WORK TO DO: Find "Your task: a point for each instance of the electrical" in the data below; transcribe the line it appears on and each line after it, exactly, to the end, and nothing else.

DATASET:
------------------------------------------------

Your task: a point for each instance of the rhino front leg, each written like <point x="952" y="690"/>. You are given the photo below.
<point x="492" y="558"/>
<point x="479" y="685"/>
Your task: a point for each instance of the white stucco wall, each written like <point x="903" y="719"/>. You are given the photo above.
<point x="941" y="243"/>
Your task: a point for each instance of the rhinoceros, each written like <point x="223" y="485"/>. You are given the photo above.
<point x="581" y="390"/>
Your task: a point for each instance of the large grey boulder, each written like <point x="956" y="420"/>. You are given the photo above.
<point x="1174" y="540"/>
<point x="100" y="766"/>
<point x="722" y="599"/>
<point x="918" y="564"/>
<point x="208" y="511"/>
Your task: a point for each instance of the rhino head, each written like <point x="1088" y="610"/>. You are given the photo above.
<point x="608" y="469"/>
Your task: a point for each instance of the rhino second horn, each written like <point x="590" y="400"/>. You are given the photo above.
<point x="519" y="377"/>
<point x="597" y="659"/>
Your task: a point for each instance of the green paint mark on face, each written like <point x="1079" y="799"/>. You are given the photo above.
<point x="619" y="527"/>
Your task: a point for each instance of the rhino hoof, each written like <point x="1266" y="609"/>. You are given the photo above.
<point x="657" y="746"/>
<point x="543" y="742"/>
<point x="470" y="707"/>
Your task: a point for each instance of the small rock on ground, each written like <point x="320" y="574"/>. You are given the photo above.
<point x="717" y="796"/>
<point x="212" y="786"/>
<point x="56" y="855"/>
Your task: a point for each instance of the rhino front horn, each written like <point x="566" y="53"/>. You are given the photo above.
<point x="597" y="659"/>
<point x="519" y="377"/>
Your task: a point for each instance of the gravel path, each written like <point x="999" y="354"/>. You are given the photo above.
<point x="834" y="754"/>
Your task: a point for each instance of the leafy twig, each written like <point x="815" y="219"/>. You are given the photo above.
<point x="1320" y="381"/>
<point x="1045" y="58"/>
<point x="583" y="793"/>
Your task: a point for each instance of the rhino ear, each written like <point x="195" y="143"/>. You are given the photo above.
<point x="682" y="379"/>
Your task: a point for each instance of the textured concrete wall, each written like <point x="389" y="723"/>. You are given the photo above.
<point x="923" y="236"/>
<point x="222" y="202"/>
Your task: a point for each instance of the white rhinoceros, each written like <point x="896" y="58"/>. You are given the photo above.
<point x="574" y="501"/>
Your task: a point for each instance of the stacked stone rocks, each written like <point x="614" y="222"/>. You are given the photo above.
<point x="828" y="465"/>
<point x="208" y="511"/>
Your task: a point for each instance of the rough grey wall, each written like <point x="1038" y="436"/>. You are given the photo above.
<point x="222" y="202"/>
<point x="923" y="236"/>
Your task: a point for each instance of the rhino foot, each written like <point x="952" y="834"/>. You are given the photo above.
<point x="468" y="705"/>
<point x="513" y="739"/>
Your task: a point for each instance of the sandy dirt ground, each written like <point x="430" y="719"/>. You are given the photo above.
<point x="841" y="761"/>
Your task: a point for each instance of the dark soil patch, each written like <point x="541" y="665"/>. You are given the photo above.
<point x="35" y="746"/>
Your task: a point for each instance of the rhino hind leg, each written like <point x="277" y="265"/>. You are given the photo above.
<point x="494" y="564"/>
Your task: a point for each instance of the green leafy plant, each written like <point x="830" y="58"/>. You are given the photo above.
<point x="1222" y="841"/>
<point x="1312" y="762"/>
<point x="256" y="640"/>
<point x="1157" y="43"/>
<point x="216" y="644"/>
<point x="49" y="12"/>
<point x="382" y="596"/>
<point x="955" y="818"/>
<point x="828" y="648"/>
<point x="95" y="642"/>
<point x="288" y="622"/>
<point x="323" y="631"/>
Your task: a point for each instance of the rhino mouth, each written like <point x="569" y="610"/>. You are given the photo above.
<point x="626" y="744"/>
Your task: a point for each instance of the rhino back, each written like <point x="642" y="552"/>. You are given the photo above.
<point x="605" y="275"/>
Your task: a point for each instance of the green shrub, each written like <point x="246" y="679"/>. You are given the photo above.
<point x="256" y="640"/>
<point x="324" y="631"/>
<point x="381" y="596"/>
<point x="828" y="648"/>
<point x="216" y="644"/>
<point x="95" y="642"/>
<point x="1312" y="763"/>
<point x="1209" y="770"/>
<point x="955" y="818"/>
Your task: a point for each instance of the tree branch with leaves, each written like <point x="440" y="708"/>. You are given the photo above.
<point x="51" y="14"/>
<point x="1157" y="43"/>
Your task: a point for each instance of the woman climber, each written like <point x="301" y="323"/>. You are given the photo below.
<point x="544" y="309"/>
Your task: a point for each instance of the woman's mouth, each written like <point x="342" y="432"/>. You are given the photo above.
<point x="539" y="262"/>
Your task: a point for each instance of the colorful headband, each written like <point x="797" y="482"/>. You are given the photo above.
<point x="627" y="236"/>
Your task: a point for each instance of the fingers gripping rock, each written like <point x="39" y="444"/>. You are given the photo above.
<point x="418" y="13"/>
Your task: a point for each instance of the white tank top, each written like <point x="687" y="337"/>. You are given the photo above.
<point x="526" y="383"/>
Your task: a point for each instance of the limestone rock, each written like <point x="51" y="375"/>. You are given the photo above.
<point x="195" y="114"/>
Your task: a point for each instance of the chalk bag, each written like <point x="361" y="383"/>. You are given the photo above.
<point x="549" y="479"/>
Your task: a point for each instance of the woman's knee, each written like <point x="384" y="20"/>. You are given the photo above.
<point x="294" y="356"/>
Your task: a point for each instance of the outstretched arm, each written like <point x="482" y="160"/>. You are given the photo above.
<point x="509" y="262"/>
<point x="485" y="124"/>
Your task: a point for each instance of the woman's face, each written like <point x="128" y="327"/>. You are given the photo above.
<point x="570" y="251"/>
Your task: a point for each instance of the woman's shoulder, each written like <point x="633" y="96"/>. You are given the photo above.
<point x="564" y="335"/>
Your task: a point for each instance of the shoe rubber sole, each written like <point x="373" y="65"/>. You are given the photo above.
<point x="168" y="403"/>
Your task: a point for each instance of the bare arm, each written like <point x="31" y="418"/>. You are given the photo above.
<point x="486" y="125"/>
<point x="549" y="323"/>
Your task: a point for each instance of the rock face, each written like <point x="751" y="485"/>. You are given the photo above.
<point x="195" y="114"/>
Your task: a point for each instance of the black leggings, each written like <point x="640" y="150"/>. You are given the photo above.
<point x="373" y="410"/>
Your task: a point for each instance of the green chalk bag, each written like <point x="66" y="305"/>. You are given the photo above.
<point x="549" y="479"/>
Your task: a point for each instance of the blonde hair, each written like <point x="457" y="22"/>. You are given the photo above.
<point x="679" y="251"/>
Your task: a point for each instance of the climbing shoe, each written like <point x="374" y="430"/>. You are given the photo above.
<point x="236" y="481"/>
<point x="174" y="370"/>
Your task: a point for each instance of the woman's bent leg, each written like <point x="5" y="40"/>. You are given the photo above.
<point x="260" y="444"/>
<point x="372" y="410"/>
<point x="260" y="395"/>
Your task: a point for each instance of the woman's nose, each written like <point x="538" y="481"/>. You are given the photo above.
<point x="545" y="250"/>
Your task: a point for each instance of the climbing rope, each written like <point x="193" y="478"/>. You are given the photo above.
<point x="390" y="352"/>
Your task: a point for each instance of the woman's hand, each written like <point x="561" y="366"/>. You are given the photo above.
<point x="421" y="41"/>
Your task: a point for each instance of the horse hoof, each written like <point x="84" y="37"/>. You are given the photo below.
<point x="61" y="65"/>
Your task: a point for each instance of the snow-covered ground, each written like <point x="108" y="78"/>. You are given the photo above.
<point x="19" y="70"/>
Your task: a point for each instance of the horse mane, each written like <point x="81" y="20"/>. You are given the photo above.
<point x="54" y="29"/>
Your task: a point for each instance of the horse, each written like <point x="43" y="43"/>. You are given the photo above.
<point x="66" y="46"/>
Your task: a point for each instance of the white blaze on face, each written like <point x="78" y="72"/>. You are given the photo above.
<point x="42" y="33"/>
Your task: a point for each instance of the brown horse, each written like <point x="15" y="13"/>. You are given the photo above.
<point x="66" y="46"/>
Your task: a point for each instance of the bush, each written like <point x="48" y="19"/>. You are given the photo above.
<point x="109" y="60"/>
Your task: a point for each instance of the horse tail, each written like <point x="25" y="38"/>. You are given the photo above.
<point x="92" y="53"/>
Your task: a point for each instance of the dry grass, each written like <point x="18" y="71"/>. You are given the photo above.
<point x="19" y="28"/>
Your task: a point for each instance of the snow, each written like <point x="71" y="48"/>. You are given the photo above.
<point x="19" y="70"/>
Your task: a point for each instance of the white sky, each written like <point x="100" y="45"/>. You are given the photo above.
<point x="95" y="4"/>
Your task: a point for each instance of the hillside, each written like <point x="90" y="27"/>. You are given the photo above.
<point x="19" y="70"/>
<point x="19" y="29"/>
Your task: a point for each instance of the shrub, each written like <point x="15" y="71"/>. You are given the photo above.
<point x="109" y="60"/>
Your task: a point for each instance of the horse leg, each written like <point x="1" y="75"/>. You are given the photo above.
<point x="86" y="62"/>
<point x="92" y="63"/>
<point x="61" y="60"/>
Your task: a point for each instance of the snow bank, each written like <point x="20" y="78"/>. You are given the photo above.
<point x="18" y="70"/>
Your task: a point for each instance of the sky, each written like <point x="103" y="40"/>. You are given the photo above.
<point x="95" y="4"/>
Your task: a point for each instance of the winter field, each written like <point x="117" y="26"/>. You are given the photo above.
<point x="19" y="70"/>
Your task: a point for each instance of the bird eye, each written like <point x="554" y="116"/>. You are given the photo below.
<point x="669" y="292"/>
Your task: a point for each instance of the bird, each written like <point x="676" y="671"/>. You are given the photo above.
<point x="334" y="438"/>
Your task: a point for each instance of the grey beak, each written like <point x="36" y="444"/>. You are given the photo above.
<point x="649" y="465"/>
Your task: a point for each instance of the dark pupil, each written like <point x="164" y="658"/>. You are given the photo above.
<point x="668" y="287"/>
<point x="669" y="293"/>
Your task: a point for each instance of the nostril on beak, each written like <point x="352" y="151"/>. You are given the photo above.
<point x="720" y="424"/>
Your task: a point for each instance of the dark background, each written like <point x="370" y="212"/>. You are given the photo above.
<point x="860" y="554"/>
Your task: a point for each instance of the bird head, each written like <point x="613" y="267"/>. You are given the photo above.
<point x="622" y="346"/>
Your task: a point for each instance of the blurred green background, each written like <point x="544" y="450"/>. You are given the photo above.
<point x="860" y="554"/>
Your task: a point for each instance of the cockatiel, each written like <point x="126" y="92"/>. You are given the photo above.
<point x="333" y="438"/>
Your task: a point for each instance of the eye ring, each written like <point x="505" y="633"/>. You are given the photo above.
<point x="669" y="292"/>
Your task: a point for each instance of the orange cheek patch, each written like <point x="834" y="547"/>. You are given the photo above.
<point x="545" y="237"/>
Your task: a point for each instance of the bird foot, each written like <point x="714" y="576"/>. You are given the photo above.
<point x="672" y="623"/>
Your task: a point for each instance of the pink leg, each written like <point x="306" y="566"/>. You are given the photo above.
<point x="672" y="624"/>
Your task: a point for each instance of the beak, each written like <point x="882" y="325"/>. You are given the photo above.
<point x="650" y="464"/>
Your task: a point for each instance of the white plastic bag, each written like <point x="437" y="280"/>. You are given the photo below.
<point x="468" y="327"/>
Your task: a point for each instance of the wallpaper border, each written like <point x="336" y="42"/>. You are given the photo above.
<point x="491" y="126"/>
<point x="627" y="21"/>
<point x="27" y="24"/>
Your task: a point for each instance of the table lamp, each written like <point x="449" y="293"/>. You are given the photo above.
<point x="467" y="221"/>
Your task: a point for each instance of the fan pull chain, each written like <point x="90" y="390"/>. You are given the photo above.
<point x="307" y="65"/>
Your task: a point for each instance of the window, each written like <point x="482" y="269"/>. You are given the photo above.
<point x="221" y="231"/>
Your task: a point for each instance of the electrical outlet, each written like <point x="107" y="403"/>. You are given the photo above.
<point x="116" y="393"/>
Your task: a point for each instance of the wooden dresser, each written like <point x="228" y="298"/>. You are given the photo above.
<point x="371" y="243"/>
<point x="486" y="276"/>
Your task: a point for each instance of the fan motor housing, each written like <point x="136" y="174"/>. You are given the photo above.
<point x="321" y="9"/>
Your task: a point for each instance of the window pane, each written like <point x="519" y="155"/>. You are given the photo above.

------------------------------------------------

RESPONSE TO THE TASK:
Your task: a point for each instance of the electrical outlet, each written like <point x="107" y="403"/>. You are given the photo above.
<point x="116" y="393"/>
Your task: a point for each instance of the wooden dresser, each written like <point x="228" y="298"/>. You are given the photo above.
<point x="371" y="243"/>
<point x="486" y="276"/>
Your task: a point for each instance of the fan motor housing, each written like <point x="136" y="174"/>. You are given the photo above.
<point x="321" y="9"/>
Your task: a point for each instance of the window pane, each written like <point x="519" y="155"/>. You are given the photo above.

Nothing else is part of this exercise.